Task brief.
Gather every line from the items below that contains the string "Target", and copy each one unchanged.

Material provided.
————

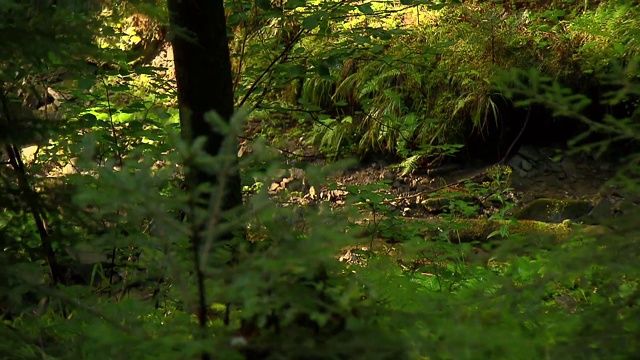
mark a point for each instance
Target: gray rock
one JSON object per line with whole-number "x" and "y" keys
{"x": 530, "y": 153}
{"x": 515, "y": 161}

————

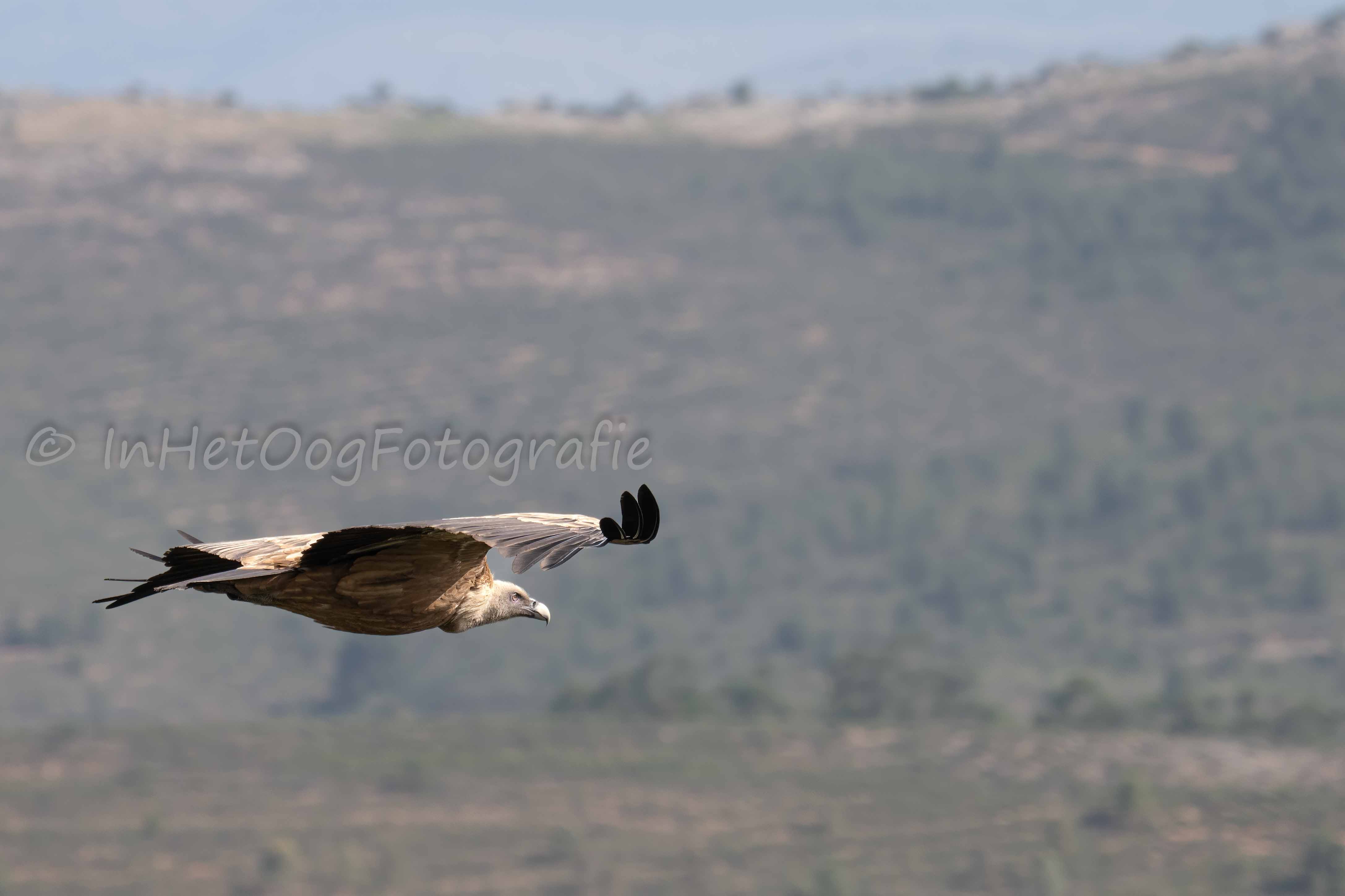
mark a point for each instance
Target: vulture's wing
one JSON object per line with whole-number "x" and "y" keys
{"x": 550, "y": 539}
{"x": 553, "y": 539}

————

Task output.
Target: gray rock
Target: vulture's wing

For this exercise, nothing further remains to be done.